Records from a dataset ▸
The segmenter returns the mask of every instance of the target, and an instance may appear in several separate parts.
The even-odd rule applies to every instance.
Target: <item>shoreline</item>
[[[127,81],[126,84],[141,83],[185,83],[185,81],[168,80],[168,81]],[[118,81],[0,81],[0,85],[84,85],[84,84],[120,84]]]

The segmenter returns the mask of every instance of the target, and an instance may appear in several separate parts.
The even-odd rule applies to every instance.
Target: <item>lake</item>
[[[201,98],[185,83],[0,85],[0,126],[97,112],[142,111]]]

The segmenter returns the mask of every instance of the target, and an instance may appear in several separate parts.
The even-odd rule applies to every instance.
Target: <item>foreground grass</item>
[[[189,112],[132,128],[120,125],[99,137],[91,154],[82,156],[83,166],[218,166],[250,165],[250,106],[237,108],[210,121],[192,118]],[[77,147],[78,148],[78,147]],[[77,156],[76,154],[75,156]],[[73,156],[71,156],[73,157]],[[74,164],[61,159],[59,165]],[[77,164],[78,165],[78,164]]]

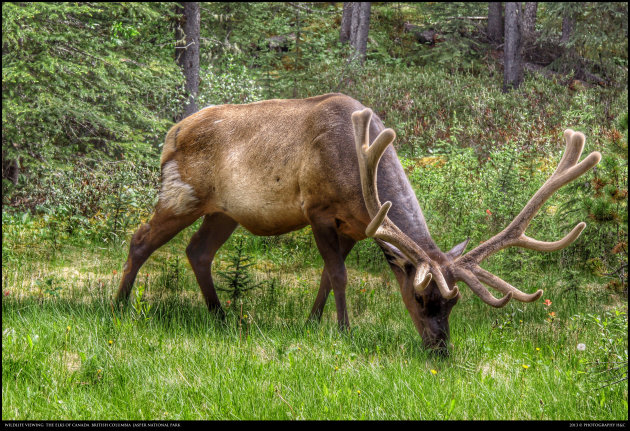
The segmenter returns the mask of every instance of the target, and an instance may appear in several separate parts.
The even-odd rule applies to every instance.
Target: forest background
[[[3,420],[627,420],[627,71],[627,3],[4,3]],[[586,221],[579,240],[487,263],[544,301],[494,310],[461,286],[440,359],[372,241],[347,259],[344,336],[331,299],[304,323],[310,228],[238,229],[215,260],[218,324],[184,258],[196,223],[143,267],[130,307],[111,302],[175,121],[328,92],[394,128],[446,250],[503,229],[563,130],[585,133],[602,161],[528,230]]]

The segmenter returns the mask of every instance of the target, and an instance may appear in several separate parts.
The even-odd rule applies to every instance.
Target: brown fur
[[[331,94],[206,108],[173,126],[161,163],[177,163],[204,213],[224,213],[256,235],[304,227],[317,208],[360,240],[363,232],[351,227],[367,221],[358,183],[333,175],[348,166],[332,145],[343,140],[340,114],[349,118],[359,107]]]

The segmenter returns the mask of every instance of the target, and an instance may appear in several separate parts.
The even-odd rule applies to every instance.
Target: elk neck
[[[392,202],[389,219],[437,262],[446,255],[437,246],[427,226],[418,198],[405,175],[393,147],[389,147],[378,166],[377,187],[381,202]]]

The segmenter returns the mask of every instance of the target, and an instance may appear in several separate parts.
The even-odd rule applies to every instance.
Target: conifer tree
[[[245,255],[243,237],[239,237],[234,246],[234,251],[228,256],[228,269],[217,271],[223,280],[222,286],[217,286],[218,290],[228,292],[232,301],[243,297],[245,292],[261,287],[262,283],[256,283],[252,277],[249,267],[254,264],[251,257]]]

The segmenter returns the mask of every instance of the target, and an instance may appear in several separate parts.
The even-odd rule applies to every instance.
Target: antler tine
[[[567,168],[575,165],[582,155],[586,137],[581,132],[574,132],[571,129],[567,129],[564,131],[564,141],[566,142],[564,154],[562,155],[562,159],[560,159],[560,163],[558,163],[558,167],[556,168],[554,174],[556,172],[563,172]]]
[[[474,261],[479,263],[497,251],[510,246],[526,247],[539,251],[560,250],[577,239],[586,226],[584,223],[578,224],[563,239],[555,242],[538,241],[523,234],[531,220],[551,195],[562,186],[593,168],[601,160],[601,154],[594,151],[580,163],[577,163],[582,154],[582,149],[584,148],[585,137],[582,133],[573,132],[571,129],[567,129],[564,132],[564,136],[566,139],[566,149],[558,167],[551,177],[549,177],[545,184],[532,196],[527,205],[525,205],[507,228],[471,250],[465,256],[462,256],[462,258],[460,258],[462,261]]]
[[[508,302],[510,302],[512,296],[514,295],[512,291],[508,291],[503,298],[497,299],[492,296],[492,294],[490,294],[488,289],[483,287],[483,285],[479,282],[479,279],[475,277],[475,275],[469,270],[464,268],[454,268],[453,272],[455,276],[459,280],[466,283],[470,287],[470,289],[475,292],[475,294],[479,296],[479,298],[481,298],[483,302],[488,305],[492,305],[493,307],[504,307]]]
[[[525,234],[522,234],[519,239],[514,243],[515,246],[529,248],[531,250],[537,251],[557,251],[562,250],[565,247],[568,247],[575,241],[584,228],[586,227],[586,223],[580,222],[573,228],[571,232],[569,232],[564,238],[558,241],[538,241],[536,239],[530,238]]]
[[[372,119],[372,110],[366,108],[352,113],[352,124],[359,159],[359,173],[361,176],[361,189],[368,214],[372,219],[368,224],[365,234],[368,237],[378,238],[400,249],[416,267],[414,288],[422,291],[428,286],[435,275],[435,281],[442,295],[453,298],[459,294],[457,288],[449,289],[444,276],[439,269],[432,268],[431,259],[418,245],[405,235],[388,217],[387,213],[392,203],[387,201],[381,204],[378,198],[376,174],[381,156],[396,138],[392,129],[385,129],[379,133],[372,145],[369,145],[369,126]]]
[[[486,271],[485,269],[481,268],[480,266],[476,266],[475,268],[473,268],[472,272],[484,284],[486,284],[488,286],[491,286],[491,287],[494,287],[499,292],[502,292],[504,294],[508,294],[508,293],[511,292],[513,297],[514,297],[514,299],[516,299],[518,301],[521,301],[521,302],[534,302],[538,298],[540,298],[542,296],[542,294],[543,294],[543,291],[541,289],[538,289],[536,291],[536,293],[523,293],[520,290],[518,290],[516,287],[514,287],[511,284],[507,283],[506,281],[500,279],[499,277],[497,277],[493,273],[491,273],[489,271]]]
[[[564,238],[552,242],[538,241],[524,234],[531,220],[551,195],[562,186],[593,168],[601,160],[601,154],[595,151],[578,163],[582,155],[582,150],[584,149],[586,139],[584,134],[567,129],[564,132],[564,138],[566,148],[558,167],[534,196],[532,196],[512,223],[503,231],[466,253],[453,263],[453,271],[456,277],[460,281],[468,284],[481,299],[490,305],[495,307],[497,306],[496,304],[505,305],[508,296],[510,298],[514,297],[514,299],[521,302],[533,302],[540,298],[543,292],[542,290],[538,290],[536,293],[532,294],[521,292],[496,275],[482,269],[479,266],[481,261],[497,251],[511,246],[538,251],[561,250],[575,241],[586,227],[586,223],[581,222]],[[497,300],[490,295],[481,282],[504,293],[505,296],[503,299]],[[503,301],[505,301],[505,303],[503,303]]]

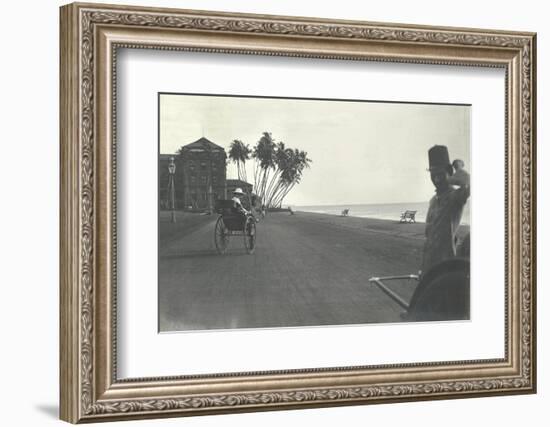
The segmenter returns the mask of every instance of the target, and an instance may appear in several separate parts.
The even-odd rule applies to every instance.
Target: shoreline
[[[364,204],[336,204],[336,205],[288,205],[294,211],[319,213],[326,215],[341,216],[342,211],[348,209],[348,216],[367,219],[384,219],[388,221],[399,221],[403,212],[415,211],[416,222],[425,223],[426,215],[428,214],[428,202],[396,202],[396,203],[364,203]],[[463,215],[462,225],[470,225],[471,208],[469,202],[466,203]]]
[[[424,230],[426,223],[418,221],[415,223],[399,222],[399,220],[362,217],[362,216],[341,216],[330,213],[294,211],[295,215],[308,217],[312,221],[325,223],[335,227],[354,229],[357,231],[368,231],[380,234],[388,234],[397,237],[408,237],[414,239],[425,239]],[[469,224],[460,224],[458,238],[462,239],[470,232]]]
[[[299,210],[296,210],[294,212],[301,212],[301,213],[304,213],[304,214],[310,214],[311,213],[311,214],[319,214],[319,215],[336,216],[336,217],[340,217],[340,218],[353,217],[353,218],[363,218],[363,219],[367,219],[367,220],[377,219],[377,220],[381,220],[381,221],[395,222],[396,224],[404,224],[402,222],[399,222],[398,219],[384,218],[384,217],[381,217],[381,216],[378,217],[378,216],[369,216],[369,215],[354,215],[353,213],[349,213],[346,217],[343,217],[341,214],[333,214],[333,213],[328,213],[328,212],[299,211]],[[426,224],[426,221],[416,220],[413,224]],[[468,224],[464,224],[464,225],[468,225]]]

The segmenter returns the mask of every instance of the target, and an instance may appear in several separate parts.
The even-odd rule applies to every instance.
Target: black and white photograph
[[[159,331],[470,320],[470,115],[159,93]]]
[[[544,2],[3,6],[2,425],[548,423]]]

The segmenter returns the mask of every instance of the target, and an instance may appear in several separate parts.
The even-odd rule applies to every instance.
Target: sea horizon
[[[348,215],[358,218],[376,218],[399,221],[401,213],[416,211],[416,222],[426,222],[428,202],[392,202],[392,203],[341,203],[327,205],[293,205],[295,211],[341,215],[344,209],[349,209]],[[470,201],[464,206],[461,224],[470,225]]]

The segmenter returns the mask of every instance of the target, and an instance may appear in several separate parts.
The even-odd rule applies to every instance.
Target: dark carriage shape
[[[215,210],[219,214],[214,227],[214,243],[219,254],[224,254],[229,238],[241,236],[248,254],[256,247],[256,219],[239,211],[233,200],[216,200]]]
[[[388,281],[409,280],[417,286],[409,302],[394,292]],[[371,277],[394,302],[405,311],[407,321],[469,320],[470,319],[470,260],[450,258],[437,264],[422,277],[414,274]]]

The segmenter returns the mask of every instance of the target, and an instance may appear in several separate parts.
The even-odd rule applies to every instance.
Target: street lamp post
[[[208,168],[208,188],[206,189],[208,194],[208,213],[212,214],[212,147],[207,146],[206,150],[208,151],[208,161],[209,161],[209,168]]]
[[[174,176],[176,174],[176,164],[174,158],[170,157],[168,164],[168,197],[170,199],[170,209],[172,210],[172,222],[176,222],[176,188]]]

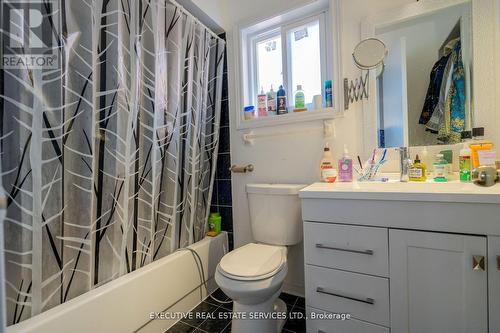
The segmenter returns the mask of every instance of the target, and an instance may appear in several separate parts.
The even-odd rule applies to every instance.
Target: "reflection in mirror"
[[[380,147],[454,144],[472,127],[471,6],[376,27],[389,50],[377,79]]]

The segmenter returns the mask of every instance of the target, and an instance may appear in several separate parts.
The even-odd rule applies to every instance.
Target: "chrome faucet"
[[[408,147],[396,148],[399,151],[399,181],[408,182],[410,180],[410,168],[412,160],[410,158],[410,150]]]

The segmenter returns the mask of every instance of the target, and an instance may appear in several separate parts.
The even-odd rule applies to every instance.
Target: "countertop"
[[[314,183],[299,192],[301,199],[358,199],[500,204],[500,184],[388,182]]]

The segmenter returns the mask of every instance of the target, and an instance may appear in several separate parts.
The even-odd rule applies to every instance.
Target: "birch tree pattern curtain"
[[[0,77],[9,324],[203,238],[219,137],[225,44],[182,8],[40,1],[58,65]]]

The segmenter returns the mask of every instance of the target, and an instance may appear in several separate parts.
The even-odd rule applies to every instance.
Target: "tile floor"
[[[219,300],[228,300],[228,297],[218,289],[213,295]],[[288,312],[302,313],[302,319],[288,319],[285,322],[282,333],[305,333],[306,321],[305,319],[305,300],[303,297],[298,297],[286,293],[282,293],[280,298],[286,303]],[[205,299],[196,308],[193,313],[211,313],[212,318],[221,318],[221,313],[231,312],[233,304],[222,304],[214,301],[211,298]],[[166,333],[226,333],[231,332],[230,319],[203,319],[202,316],[193,316],[179,321],[172,326]],[[301,316],[298,316],[301,317]]]

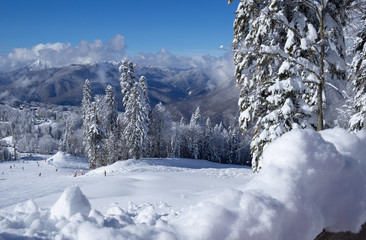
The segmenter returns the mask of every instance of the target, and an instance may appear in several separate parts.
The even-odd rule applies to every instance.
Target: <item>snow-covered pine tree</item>
[[[176,125],[177,133],[180,138],[180,157],[183,158],[192,158],[192,154],[188,149],[189,142],[189,125],[185,124],[184,117],[182,117],[179,123]]]
[[[126,107],[128,98],[136,82],[135,65],[131,61],[125,59],[122,61],[122,64],[119,67],[119,72],[121,73],[120,77],[121,92],[124,95],[123,106]]]
[[[65,120],[65,131],[64,134],[62,136],[62,138],[60,139],[59,142],[59,147],[58,150],[59,151],[63,151],[66,153],[70,153],[70,138],[72,135],[72,125],[73,125],[73,117],[72,115],[69,113],[66,115],[66,120]]]
[[[213,146],[212,146],[212,161],[223,163],[224,159],[226,158],[226,152],[227,152],[227,130],[222,125],[222,122],[220,124],[216,124],[213,129]]]
[[[92,107],[92,94],[90,89],[90,82],[88,79],[85,80],[83,87],[83,100],[82,100],[82,111],[83,111],[83,146],[84,146],[84,155],[89,161],[89,157],[91,154],[91,145],[90,145],[90,135],[89,128],[92,125],[93,121],[93,107]],[[94,166],[89,162],[90,166]]]
[[[191,158],[198,159],[201,153],[201,137],[203,133],[202,119],[200,108],[197,107],[196,111],[191,116],[191,121],[188,126],[188,151]]]
[[[254,171],[260,169],[269,142],[295,127],[315,126],[314,105],[318,129],[323,129],[325,76],[344,77],[343,12],[336,10],[344,5],[345,1],[322,0],[240,1],[234,62],[241,128],[247,131],[255,124]]]
[[[112,164],[118,159],[117,151],[117,105],[115,100],[115,93],[112,86],[108,85],[105,95],[105,133],[106,133],[106,150],[107,150],[107,163]]]
[[[182,145],[182,131],[180,124],[173,122],[172,124],[172,136],[170,138],[170,156],[180,158],[181,157],[181,145]]]
[[[170,149],[172,119],[162,103],[155,106],[151,114],[151,156],[167,157]]]
[[[366,1],[363,1],[365,8]],[[362,14],[363,13],[363,14]],[[366,129],[366,15],[365,9],[361,12],[360,29],[357,29],[350,79],[355,91],[353,106],[355,114],[349,121],[349,129],[358,131]]]
[[[297,32],[294,39],[298,39],[299,46],[288,59],[302,69],[303,81],[306,82],[316,97],[310,104],[316,106],[318,115],[318,130],[323,130],[330,123],[327,115],[335,112],[328,106],[326,99],[331,94],[339,95],[344,101],[342,93],[336,86],[345,85],[345,40],[344,26],[346,24],[346,9],[352,1],[349,0],[306,0],[295,9],[297,18]],[[290,24],[285,24],[291,30]],[[330,87],[328,87],[330,86]],[[334,101],[335,99],[333,99]]]
[[[150,106],[150,99],[147,93],[147,79],[145,76],[141,76],[139,79],[139,87],[141,89],[141,112],[142,112],[142,116],[143,116],[143,122],[144,124],[142,125],[145,134],[143,134],[143,155],[147,156],[148,155],[148,148],[150,145],[150,134],[149,134],[149,129],[150,129],[150,122],[151,122],[151,106]]]
[[[284,51],[289,37],[275,21],[275,1],[241,1],[234,22],[234,63],[240,90],[239,123],[244,131],[254,127],[251,142],[253,171],[260,169],[261,154],[269,142],[293,128],[304,104],[304,90],[296,69],[269,50]],[[277,5],[277,8],[281,5]],[[290,70],[291,69],[291,70]],[[253,126],[254,124],[254,126]]]
[[[122,83],[121,83],[122,85]],[[148,144],[148,118],[146,100],[140,82],[135,82],[125,103],[124,138],[129,158],[140,159]]]
[[[88,131],[88,139],[90,150],[88,152],[88,160],[89,160],[89,168],[95,169],[101,166],[106,166],[107,161],[105,159],[106,156],[106,148],[104,145],[105,133],[103,129],[100,127],[100,122],[98,120],[98,114],[96,106],[93,106],[92,110],[93,121],[89,127]]]
[[[204,130],[204,138],[202,141],[202,158],[212,161],[214,159],[214,153],[213,153],[213,129],[211,125],[211,119],[207,118],[205,130]]]
[[[228,132],[228,159],[227,163],[229,164],[241,164],[241,155],[240,155],[240,135],[239,131],[236,127],[229,127]]]

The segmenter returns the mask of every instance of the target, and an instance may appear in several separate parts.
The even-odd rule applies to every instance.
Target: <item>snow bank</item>
[[[70,219],[77,213],[89,215],[90,202],[78,186],[67,188],[50,210],[51,219]]]
[[[51,210],[30,201],[0,213],[0,232],[90,240],[313,240],[324,228],[357,232],[366,221],[365,146],[366,131],[294,130],[265,149],[262,171],[248,183],[197,205],[113,203],[103,214],[72,187]]]
[[[323,228],[358,232],[366,221],[365,140],[365,132],[342,129],[289,132],[268,146],[262,171],[241,191],[191,207],[174,225],[185,239],[310,240]]]
[[[70,154],[58,151],[55,155],[47,159],[48,164],[57,168],[87,169],[88,163],[85,158],[75,157]]]

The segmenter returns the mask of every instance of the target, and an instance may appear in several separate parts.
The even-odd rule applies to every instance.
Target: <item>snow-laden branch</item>
[[[304,63],[301,63],[301,61],[291,58],[291,56],[288,55],[283,50],[280,50],[280,49],[274,50],[272,47],[268,47],[268,46],[265,47],[263,49],[263,51],[260,51],[260,54],[276,57],[278,60],[283,60],[283,61],[288,61],[290,63],[293,63],[293,64],[299,66],[300,68],[302,68],[303,70],[314,74],[317,79],[320,79],[320,74],[314,68],[313,69],[310,68],[309,65],[312,65],[312,64],[310,64],[307,59],[299,58],[299,60],[302,60],[304,62]]]

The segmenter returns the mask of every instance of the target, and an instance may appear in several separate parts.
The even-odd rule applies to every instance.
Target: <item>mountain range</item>
[[[118,109],[123,111],[118,67],[118,63],[103,62],[52,68],[37,61],[0,73],[0,101],[15,106],[24,102],[79,106],[84,82],[89,79],[94,95],[105,94],[107,85],[114,87]],[[214,123],[236,123],[239,92],[233,78],[213,85],[206,69],[156,66],[137,66],[135,74],[137,80],[142,75],[147,78],[152,107],[162,102],[174,120],[184,117],[189,121],[199,106],[203,117],[210,117]]]

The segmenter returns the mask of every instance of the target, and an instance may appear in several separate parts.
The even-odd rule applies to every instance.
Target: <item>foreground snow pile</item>
[[[263,162],[241,191],[179,216],[183,238],[310,240],[323,228],[358,232],[366,221],[365,132],[292,131],[268,146]]]
[[[67,188],[51,208],[51,219],[70,219],[76,213],[88,215],[90,202],[78,186]]]
[[[30,200],[1,212],[0,238],[312,240],[323,228],[357,232],[366,221],[365,158],[365,131],[296,130],[266,148],[262,171],[240,189],[194,206],[111,199],[101,213],[74,186],[51,210]]]

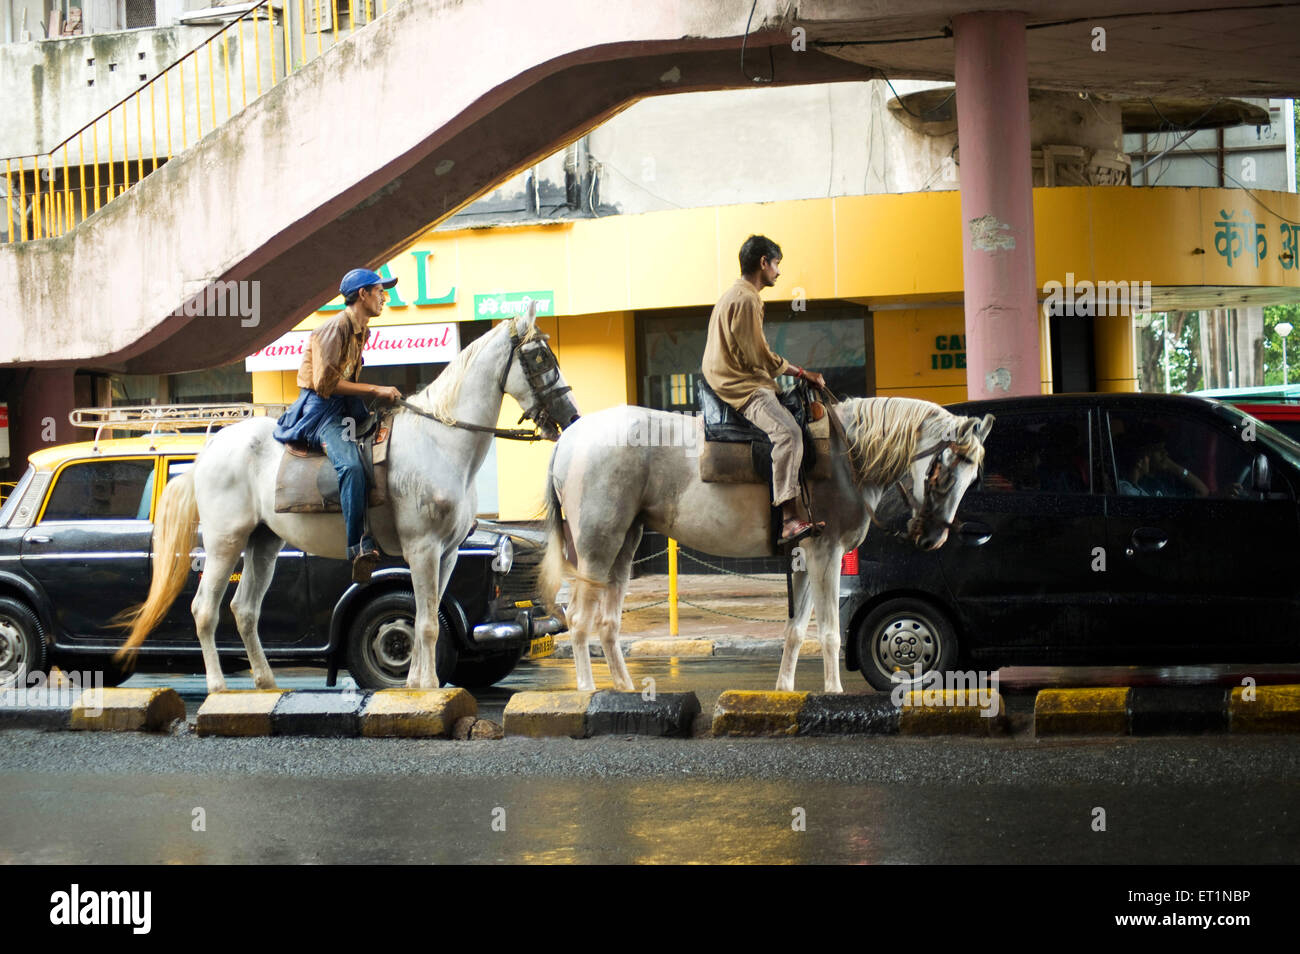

Exercise aim ▸ Copy the lines starting at the line that contains "Target: <item>mountain range</item>" and running to the final line of the entries, inclusive; omit all pictures.

Worked solution ▸
Target: <item>mountain range</item>
[[[118,109],[123,111],[118,67],[118,63],[103,62],[52,68],[37,61],[0,73],[0,101],[15,106],[24,102],[79,106],[84,82],[89,79],[94,95],[105,94],[107,85],[114,87]],[[214,123],[236,123],[239,92],[233,78],[213,85],[206,69],[156,66],[137,66],[135,74],[137,80],[142,75],[147,78],[152,107],[162,102],[174,120],[184,117],[189,121],[199,106],[203,117],[210,117]]]

The segmenter returns the mask of every instance of the target, and an instance may appear in several separate parts.
The even-odd rule applies to every instance.
Target: <item>foreground snow pile</item>
[[[263,162],[241,191],[179,216],[183,238],[310,240],[323,228],[358,232],[366,221],[365,132],[292,131],[268,146]]]
[[[67,188],[51,208],[51,219],[70,219],[76,213],[88,215],[90,202],[78,186]]]
[[[30,200],[1,212],[0,238],[312,240],[323,228],[357,232],[366,221],[365,158],[365,131],[296,130],[266,148],[262,171],[240,189],[194,206],[111,199],[101,213],[74,186],[51,210]]]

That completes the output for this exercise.